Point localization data
━━━━━━━━━━━━━━━━━━━━━━━━━━━━━━

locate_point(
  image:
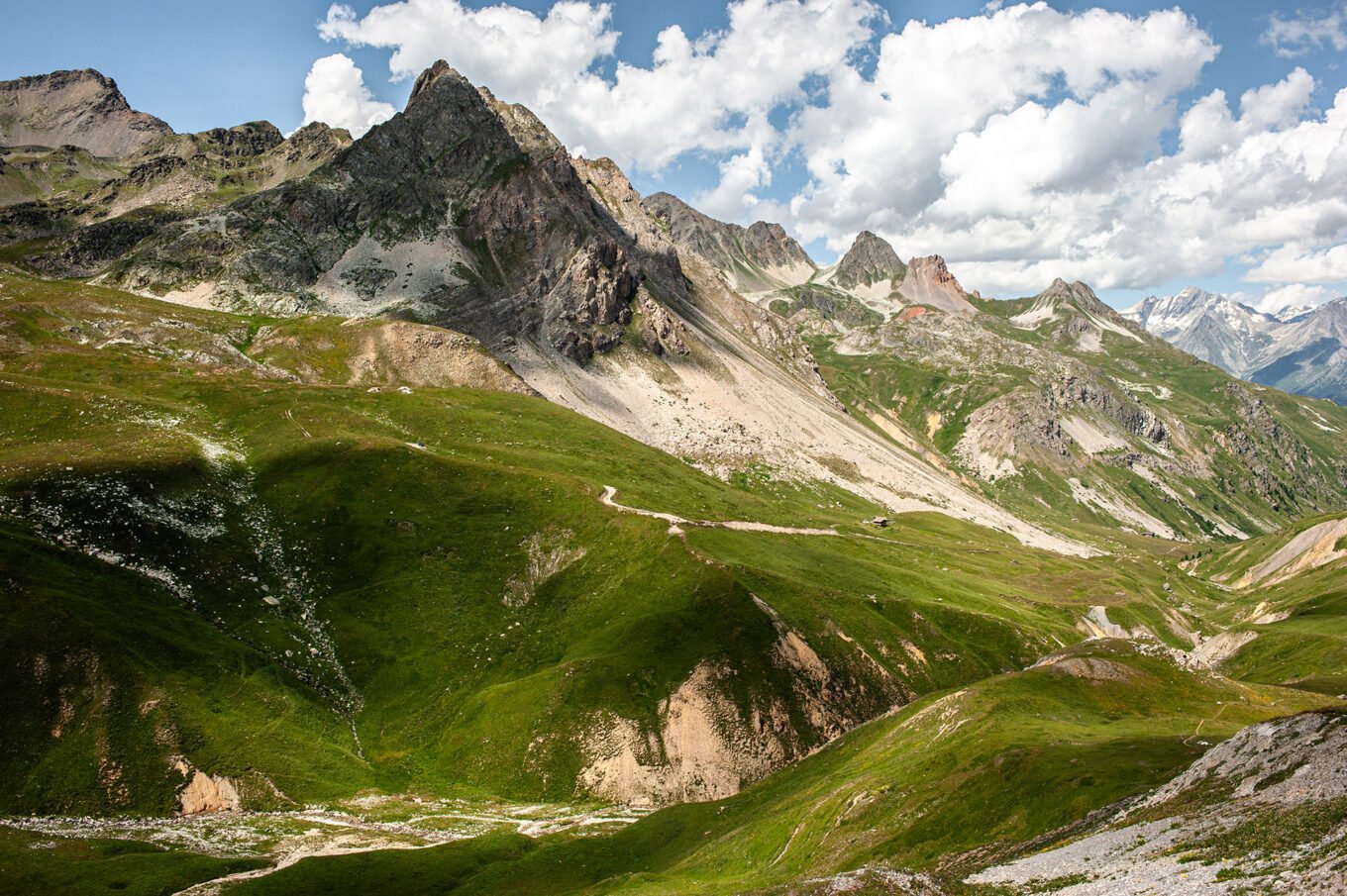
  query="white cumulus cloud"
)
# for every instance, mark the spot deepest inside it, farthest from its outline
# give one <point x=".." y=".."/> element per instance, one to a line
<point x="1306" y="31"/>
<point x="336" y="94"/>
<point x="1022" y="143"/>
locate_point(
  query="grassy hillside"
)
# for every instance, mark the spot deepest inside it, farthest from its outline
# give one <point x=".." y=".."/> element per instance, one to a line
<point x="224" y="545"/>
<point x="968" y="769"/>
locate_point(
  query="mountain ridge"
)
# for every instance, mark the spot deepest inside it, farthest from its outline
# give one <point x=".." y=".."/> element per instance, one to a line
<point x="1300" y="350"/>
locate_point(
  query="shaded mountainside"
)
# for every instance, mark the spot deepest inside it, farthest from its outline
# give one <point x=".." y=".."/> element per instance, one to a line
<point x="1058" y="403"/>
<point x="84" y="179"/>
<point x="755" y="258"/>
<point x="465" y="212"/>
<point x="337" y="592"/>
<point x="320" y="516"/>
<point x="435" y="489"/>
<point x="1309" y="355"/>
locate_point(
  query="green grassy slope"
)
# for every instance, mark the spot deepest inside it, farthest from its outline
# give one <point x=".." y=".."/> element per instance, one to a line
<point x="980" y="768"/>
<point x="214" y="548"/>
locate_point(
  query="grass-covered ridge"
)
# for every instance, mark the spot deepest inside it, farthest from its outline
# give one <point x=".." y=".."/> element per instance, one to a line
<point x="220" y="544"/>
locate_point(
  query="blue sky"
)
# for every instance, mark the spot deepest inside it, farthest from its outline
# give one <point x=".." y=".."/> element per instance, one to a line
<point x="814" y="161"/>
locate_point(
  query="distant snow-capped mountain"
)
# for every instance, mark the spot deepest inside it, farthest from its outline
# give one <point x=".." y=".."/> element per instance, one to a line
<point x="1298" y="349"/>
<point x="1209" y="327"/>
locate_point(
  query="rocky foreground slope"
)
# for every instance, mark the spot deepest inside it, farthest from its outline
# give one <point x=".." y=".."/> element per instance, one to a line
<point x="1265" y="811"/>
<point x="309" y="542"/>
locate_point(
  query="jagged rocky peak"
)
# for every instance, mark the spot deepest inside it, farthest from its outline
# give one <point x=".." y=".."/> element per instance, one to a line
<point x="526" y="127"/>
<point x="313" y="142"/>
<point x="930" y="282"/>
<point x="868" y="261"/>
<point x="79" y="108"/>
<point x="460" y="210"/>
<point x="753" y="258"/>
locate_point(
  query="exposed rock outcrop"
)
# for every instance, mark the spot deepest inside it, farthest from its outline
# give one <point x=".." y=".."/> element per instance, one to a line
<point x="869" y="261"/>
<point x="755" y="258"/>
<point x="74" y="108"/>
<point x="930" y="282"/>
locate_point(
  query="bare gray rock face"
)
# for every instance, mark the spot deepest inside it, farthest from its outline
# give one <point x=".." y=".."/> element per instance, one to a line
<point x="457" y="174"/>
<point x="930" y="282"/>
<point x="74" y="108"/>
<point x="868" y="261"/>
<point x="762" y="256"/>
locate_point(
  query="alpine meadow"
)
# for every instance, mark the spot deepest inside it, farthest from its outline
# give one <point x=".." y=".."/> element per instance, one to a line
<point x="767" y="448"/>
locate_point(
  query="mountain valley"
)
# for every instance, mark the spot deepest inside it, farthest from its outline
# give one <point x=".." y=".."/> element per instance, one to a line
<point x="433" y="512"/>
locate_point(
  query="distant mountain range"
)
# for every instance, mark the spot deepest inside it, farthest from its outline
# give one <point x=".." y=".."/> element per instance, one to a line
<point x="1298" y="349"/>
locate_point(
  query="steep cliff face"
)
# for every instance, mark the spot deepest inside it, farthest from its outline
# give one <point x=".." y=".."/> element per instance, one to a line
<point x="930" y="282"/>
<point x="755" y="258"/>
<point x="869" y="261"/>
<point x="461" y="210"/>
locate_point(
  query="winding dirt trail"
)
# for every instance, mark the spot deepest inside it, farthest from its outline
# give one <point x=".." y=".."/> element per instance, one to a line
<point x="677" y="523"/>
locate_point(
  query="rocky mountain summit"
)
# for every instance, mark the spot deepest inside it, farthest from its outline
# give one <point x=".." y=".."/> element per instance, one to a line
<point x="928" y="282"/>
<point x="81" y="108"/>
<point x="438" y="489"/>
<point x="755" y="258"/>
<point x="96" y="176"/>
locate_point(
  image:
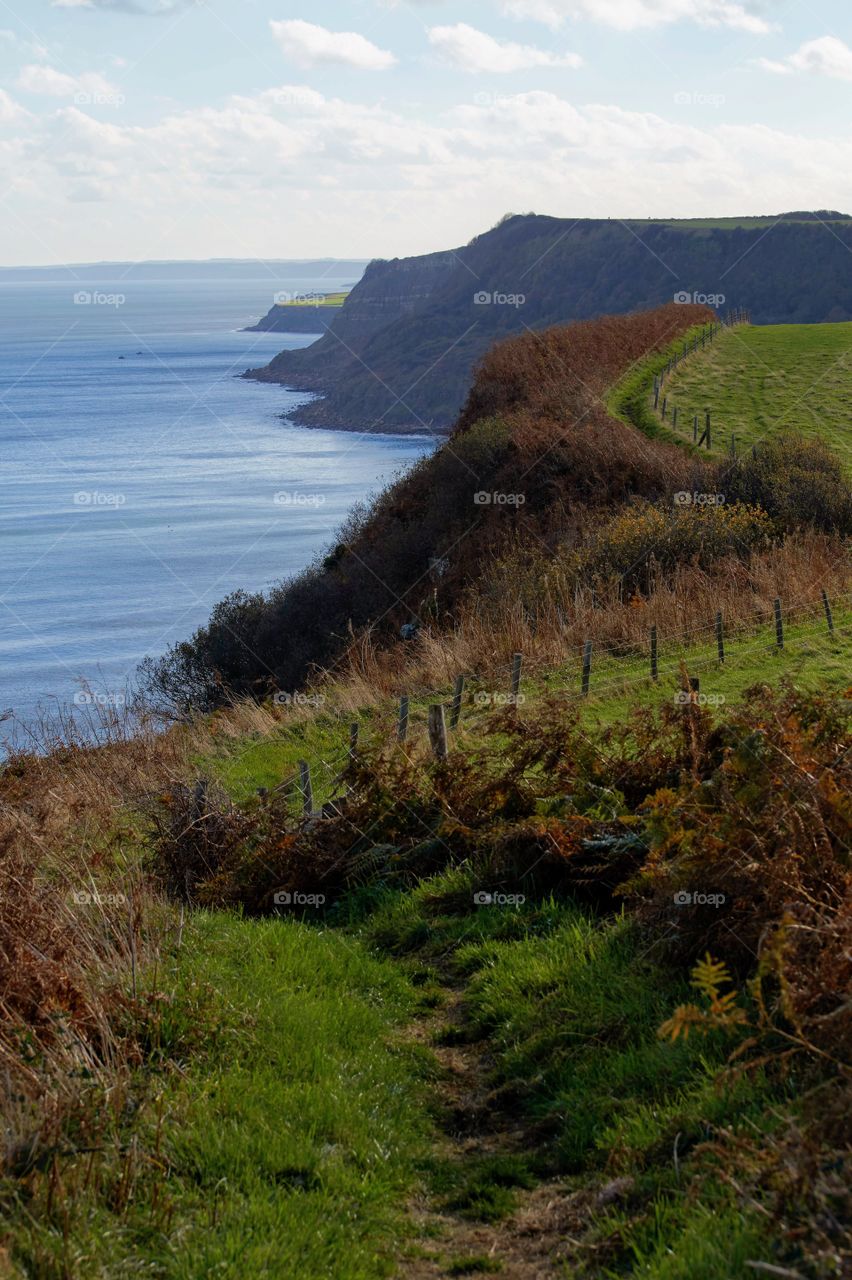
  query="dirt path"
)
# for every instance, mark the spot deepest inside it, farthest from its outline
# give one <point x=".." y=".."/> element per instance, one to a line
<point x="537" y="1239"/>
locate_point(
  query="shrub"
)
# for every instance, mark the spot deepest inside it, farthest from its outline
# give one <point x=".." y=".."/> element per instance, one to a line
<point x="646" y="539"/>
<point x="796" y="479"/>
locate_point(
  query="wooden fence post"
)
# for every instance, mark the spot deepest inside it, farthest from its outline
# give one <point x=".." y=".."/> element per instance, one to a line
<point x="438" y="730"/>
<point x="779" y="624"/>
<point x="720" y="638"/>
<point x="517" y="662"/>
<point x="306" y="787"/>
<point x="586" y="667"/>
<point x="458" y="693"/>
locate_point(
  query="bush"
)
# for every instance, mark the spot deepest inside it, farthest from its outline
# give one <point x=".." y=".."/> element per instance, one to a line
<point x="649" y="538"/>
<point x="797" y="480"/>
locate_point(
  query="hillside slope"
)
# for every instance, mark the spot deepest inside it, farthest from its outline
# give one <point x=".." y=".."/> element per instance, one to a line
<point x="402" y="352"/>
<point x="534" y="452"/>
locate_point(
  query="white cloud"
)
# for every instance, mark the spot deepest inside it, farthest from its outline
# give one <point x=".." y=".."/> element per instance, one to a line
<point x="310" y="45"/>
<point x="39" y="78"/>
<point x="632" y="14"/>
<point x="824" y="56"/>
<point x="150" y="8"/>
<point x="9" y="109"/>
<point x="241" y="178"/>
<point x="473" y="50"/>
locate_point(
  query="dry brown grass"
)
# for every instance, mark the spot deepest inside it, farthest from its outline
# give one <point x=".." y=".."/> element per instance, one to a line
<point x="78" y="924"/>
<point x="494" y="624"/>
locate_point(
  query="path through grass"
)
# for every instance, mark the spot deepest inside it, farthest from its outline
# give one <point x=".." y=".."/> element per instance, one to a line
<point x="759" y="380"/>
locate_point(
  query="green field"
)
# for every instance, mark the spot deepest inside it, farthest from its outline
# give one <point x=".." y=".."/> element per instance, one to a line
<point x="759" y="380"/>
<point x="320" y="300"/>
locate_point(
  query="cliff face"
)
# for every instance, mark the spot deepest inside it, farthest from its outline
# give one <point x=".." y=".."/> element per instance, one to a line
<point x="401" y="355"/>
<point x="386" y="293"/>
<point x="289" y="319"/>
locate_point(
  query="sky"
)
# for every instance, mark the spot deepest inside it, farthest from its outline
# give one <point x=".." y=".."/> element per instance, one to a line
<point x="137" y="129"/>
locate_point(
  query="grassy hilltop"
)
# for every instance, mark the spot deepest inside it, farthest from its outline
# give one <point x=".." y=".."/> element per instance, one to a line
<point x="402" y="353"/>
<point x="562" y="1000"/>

━━━━━━━━━━━━━━━━━━━━━━━━━━━━━━

Lines above that have "grassy": copy each of them.

  query="grassy hillside"
  query="green grassy slope"
  query="grassy hilltop"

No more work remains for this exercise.